WORK INSTRUCTIONS >> Lay out the records below, from the start through the line with "(228, 212), (257, 232)", as a JSON list of strings with one string per line. Skip blank lines and leave the pictures out.

**** THE RECORDS ****

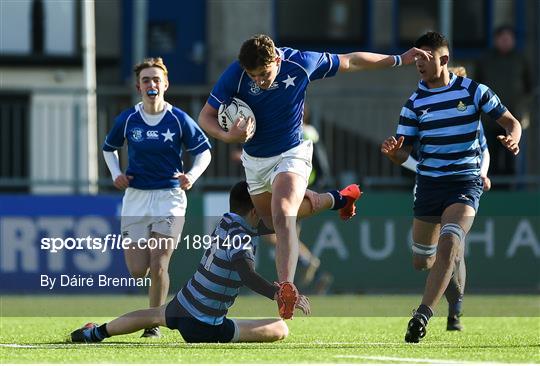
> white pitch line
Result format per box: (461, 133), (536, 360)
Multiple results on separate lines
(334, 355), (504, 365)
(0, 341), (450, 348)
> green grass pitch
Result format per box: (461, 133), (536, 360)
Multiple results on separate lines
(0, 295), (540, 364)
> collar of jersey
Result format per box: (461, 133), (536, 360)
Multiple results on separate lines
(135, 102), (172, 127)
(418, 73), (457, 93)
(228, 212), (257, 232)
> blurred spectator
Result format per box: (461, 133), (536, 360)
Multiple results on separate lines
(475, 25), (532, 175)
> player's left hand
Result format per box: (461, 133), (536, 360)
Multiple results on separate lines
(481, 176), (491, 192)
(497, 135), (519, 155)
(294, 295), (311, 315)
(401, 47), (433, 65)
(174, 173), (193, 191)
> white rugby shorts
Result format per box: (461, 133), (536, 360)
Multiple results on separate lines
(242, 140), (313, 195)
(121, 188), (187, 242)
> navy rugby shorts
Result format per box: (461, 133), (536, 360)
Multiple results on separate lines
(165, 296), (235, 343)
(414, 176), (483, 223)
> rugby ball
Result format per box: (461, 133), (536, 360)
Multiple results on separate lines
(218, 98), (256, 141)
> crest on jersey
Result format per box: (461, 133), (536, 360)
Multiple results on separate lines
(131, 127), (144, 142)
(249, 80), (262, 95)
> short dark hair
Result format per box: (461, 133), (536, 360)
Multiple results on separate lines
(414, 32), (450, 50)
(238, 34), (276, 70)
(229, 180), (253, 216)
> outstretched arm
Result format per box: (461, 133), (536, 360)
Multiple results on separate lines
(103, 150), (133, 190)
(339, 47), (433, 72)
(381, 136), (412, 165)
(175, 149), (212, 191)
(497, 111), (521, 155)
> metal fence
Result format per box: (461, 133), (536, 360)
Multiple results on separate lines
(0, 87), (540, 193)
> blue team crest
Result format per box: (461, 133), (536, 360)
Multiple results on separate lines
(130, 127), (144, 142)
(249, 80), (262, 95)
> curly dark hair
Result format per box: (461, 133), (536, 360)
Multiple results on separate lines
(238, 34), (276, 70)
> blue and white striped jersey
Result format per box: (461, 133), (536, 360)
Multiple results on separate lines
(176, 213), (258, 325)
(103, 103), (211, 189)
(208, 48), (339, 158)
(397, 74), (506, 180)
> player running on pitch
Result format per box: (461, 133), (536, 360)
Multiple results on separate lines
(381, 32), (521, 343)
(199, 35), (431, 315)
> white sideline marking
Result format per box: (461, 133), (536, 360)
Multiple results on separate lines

****

WORKED SOLUTION >>
[
  "> white pitch line",
  "Result format per box: (461, 133), (536, 360)",
  "Multiple results on separate lines",
  "(334, 355), (504, 365)",
  "(0, 341), (450, 348)",
  "> green grass pitch",
  "Result format per box: (461, 133), (536, 360)",
  "Multiple results on separate lines",
  "(0, 295), (540, 364)",
  "> collar of jersey",
  "Result format per box: (461, 133), (536, 360)",
  "Multiple results on separate lines",
  "(135, 102), (172, 127)",
  "(418, 73), (457, 93)",
  "(228, 212), (257, 232)"
]